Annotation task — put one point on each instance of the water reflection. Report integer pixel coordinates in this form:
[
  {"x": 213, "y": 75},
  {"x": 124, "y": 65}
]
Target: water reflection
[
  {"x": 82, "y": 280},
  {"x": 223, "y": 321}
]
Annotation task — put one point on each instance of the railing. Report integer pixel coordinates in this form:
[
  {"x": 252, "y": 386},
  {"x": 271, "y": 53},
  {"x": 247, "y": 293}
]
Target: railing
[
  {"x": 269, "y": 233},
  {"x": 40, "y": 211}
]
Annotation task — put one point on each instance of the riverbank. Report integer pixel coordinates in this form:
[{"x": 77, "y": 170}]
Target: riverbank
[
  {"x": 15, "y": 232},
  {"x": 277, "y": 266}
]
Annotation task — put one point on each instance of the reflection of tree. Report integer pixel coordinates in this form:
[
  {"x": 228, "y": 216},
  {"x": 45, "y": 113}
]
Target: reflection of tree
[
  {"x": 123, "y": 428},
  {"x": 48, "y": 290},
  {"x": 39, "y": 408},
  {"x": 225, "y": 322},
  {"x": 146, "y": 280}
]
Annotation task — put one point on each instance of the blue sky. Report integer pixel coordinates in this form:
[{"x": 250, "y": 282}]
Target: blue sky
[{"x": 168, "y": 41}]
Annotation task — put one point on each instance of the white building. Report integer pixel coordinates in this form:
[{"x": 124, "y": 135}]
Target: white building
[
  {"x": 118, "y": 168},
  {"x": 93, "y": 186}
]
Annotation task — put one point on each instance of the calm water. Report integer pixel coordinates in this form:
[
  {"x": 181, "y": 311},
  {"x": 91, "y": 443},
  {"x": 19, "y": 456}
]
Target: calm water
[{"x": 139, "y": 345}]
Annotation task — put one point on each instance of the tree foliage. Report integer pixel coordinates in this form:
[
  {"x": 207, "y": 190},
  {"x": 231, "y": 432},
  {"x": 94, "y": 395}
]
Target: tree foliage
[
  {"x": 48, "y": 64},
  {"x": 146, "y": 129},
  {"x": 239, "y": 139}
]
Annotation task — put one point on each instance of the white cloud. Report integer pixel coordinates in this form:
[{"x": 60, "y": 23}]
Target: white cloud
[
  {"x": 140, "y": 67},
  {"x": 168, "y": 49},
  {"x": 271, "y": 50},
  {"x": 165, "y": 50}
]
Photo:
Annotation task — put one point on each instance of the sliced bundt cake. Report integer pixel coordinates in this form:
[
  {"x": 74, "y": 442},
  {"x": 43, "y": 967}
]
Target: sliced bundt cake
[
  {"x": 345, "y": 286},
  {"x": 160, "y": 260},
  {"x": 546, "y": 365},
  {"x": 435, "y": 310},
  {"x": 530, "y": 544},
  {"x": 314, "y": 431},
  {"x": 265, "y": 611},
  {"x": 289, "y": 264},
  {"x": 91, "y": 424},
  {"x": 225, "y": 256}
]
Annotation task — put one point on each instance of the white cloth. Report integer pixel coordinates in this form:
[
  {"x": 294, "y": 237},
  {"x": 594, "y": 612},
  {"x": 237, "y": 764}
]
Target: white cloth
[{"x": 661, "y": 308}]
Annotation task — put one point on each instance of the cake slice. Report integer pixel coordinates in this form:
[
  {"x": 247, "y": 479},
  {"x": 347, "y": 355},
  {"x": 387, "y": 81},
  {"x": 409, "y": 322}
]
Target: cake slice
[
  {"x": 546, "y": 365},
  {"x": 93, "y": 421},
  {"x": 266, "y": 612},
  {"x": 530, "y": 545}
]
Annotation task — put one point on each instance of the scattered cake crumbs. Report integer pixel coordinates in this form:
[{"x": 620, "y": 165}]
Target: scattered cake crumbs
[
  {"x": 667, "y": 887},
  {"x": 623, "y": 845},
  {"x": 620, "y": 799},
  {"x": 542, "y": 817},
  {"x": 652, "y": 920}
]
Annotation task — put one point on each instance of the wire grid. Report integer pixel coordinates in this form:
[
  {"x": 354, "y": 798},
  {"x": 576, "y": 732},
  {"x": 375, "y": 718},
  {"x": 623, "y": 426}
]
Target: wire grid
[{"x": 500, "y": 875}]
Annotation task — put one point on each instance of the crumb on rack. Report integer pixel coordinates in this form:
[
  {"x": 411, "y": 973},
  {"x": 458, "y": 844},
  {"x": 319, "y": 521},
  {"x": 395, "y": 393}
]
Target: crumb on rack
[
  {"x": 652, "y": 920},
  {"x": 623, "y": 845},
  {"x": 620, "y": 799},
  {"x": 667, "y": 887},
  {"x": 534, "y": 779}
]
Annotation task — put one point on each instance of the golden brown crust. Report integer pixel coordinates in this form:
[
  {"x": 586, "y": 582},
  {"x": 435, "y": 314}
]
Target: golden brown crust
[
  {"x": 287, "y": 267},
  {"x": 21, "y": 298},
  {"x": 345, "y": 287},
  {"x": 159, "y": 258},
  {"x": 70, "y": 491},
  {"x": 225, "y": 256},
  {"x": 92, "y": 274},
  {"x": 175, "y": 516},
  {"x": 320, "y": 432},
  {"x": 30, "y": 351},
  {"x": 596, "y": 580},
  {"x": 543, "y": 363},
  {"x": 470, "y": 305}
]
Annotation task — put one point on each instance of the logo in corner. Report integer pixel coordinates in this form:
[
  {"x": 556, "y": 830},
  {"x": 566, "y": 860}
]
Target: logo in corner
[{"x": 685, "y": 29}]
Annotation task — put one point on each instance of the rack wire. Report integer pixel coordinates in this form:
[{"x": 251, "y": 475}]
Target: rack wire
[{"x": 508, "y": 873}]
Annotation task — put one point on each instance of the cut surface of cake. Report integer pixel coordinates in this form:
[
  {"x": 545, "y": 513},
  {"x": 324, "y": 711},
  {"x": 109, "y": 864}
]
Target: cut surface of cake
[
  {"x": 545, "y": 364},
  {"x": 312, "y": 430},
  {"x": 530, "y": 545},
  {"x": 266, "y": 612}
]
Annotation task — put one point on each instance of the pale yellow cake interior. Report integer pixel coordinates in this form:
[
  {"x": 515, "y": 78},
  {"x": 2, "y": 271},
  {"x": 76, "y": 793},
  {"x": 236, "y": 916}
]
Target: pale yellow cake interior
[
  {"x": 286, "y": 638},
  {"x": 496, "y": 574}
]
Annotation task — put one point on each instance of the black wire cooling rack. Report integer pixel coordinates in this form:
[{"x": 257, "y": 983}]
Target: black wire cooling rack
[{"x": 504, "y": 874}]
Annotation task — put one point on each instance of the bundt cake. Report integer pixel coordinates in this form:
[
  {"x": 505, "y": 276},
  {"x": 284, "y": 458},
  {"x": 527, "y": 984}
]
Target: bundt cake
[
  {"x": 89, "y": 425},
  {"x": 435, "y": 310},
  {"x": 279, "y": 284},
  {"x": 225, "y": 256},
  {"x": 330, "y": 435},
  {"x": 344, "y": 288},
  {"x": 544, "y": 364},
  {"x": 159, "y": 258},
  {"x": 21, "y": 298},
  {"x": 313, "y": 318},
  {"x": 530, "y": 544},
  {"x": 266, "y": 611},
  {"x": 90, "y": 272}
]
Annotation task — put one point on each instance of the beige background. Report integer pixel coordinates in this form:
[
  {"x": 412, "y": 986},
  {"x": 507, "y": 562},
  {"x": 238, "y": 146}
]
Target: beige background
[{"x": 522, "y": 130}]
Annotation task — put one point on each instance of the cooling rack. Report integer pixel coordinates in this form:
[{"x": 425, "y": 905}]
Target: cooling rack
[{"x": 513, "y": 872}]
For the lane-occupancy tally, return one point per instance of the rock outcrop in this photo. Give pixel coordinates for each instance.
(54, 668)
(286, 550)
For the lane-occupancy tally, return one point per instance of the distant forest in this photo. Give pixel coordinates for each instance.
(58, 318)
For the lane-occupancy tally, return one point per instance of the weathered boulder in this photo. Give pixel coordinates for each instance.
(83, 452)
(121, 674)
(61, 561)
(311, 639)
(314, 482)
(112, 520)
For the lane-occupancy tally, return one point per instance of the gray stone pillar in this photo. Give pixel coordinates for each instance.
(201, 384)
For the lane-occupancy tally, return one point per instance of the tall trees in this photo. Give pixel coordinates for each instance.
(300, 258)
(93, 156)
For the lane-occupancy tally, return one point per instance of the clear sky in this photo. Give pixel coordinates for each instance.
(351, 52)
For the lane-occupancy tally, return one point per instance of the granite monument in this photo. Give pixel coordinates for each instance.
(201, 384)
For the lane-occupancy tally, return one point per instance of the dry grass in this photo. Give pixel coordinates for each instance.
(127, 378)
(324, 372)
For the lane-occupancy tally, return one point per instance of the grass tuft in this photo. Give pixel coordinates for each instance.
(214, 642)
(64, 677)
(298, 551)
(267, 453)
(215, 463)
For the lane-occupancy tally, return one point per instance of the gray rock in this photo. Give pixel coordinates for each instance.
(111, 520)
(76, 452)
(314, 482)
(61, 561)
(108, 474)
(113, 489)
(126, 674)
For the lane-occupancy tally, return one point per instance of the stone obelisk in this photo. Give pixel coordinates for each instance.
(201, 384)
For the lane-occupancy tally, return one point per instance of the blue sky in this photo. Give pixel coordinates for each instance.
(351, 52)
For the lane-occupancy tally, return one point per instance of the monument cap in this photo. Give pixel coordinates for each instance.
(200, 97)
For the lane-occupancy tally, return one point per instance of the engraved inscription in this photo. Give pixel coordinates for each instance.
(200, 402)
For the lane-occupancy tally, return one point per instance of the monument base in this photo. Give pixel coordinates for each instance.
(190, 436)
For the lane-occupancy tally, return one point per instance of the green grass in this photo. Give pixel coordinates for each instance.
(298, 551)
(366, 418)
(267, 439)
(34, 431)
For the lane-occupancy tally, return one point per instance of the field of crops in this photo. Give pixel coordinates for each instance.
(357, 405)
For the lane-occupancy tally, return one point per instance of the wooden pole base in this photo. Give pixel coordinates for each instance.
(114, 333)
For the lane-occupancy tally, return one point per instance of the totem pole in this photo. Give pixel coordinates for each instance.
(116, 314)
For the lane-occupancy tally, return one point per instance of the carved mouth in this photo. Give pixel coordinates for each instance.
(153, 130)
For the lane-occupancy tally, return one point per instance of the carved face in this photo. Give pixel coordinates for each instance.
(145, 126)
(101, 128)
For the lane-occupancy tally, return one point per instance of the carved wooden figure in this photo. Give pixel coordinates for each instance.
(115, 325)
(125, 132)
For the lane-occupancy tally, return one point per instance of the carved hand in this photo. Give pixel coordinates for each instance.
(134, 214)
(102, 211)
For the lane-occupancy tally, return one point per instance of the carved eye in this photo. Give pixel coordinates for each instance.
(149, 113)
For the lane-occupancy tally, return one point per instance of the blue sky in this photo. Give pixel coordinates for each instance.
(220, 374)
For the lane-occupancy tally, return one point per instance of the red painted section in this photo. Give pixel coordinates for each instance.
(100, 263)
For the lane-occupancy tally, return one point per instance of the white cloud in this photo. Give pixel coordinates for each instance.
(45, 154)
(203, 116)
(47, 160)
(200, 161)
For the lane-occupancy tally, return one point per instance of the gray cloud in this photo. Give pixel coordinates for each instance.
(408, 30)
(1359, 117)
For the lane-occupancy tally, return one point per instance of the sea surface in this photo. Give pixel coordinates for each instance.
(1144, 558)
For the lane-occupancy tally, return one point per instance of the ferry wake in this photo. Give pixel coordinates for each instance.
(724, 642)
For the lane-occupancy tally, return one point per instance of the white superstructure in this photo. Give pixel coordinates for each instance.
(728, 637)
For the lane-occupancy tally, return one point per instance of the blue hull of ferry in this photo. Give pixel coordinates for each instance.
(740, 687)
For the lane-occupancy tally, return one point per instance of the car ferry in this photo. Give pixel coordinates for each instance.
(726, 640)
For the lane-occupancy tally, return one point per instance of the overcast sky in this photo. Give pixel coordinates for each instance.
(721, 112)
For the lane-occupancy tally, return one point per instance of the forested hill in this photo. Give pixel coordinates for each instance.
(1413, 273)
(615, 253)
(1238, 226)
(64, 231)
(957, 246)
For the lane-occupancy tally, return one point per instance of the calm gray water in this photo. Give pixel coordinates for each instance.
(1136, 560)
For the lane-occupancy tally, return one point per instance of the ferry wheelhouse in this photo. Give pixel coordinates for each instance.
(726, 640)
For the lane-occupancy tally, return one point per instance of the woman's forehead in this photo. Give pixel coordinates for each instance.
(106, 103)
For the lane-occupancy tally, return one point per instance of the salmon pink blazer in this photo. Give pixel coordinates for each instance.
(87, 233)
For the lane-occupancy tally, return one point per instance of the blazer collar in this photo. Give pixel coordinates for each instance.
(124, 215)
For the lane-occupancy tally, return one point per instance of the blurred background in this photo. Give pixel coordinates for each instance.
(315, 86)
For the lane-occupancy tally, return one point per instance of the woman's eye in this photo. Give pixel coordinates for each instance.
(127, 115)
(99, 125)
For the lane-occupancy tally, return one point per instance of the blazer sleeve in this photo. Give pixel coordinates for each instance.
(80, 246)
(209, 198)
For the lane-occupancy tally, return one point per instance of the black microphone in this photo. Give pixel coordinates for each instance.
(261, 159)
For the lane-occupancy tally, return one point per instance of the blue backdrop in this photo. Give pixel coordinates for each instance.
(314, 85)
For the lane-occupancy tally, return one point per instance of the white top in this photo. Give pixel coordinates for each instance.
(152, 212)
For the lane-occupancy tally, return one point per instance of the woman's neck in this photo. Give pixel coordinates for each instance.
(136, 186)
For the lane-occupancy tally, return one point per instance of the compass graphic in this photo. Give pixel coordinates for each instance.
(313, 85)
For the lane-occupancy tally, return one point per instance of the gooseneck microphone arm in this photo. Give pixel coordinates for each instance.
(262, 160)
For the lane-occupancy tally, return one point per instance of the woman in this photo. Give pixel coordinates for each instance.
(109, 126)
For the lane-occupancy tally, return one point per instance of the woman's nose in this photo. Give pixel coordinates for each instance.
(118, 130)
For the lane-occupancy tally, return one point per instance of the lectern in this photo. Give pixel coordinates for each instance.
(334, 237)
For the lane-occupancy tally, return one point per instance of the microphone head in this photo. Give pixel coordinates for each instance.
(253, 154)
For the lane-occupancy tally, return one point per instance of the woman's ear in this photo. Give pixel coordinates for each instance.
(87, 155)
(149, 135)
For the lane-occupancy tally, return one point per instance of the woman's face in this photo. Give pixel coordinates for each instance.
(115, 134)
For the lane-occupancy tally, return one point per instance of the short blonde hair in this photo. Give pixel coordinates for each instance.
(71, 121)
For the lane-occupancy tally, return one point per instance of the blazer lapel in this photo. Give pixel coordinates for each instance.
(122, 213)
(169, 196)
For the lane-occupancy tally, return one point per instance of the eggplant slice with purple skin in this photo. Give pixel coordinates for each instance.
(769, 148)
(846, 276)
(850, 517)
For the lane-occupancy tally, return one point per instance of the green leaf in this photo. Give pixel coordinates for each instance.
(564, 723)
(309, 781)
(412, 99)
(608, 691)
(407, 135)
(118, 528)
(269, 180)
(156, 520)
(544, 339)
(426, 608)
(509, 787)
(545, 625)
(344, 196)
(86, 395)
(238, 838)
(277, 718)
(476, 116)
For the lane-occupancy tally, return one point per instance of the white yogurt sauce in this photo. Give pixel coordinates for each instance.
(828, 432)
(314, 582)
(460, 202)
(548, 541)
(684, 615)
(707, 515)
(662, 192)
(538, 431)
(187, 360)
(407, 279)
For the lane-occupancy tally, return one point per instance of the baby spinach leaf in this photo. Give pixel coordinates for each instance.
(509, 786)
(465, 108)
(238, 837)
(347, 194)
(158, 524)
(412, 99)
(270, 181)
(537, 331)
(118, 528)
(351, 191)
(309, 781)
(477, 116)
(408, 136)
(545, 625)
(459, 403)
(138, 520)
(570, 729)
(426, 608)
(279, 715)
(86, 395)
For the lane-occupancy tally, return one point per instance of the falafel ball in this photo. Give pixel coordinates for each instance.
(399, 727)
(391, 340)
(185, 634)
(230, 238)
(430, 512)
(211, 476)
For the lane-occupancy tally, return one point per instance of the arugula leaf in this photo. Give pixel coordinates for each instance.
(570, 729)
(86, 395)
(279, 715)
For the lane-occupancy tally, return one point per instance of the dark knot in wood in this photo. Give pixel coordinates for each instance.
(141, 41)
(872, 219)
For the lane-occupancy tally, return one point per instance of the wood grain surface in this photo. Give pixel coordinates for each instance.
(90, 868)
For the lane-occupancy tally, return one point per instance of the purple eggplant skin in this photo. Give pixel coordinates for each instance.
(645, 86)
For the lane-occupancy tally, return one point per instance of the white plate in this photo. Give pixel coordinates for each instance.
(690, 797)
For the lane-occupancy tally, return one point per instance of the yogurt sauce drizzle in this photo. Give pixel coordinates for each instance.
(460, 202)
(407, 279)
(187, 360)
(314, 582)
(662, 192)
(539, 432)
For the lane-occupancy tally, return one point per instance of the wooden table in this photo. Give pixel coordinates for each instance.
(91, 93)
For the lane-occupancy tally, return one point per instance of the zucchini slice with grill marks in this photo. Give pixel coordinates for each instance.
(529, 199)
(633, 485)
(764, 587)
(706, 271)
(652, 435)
----------------
● Requirement
Output an exact copy of the lines beginning at the one that holds "of the purple" and running through the final line of the records.

● Answer to the exercise
For the lane-occupancy tally, return one point per instance of the purple eggplant skin in this photo. Give pixel coordinates for each instance.
(645, 86)
For the lane-occupancy tally, return one point per instance of the white plate in this photo. Give pixel coordinates for each instance.
(690, 797)
For the lane-occupancy tally, return one point per instance of the yogurt sauce drizzle in this photo. Give pixel coordinates for each instance.
(460, 202)
(407, 279)
(187, 360)
(314, 582)
(662, 192)
(539, 432)
For the lane-occupancy tally, return one point per instance of the wooden table in this photo. Give pixel coordinates for each instance.
(91, 93)
For the lane-occupancy tally, return one point per instance of the zucchini slice with grill marks in this photo. Give pixel coordinates for each instance.
(529, 199)
(633, 485)
(764, 587)
(706, 271)
(652, 435)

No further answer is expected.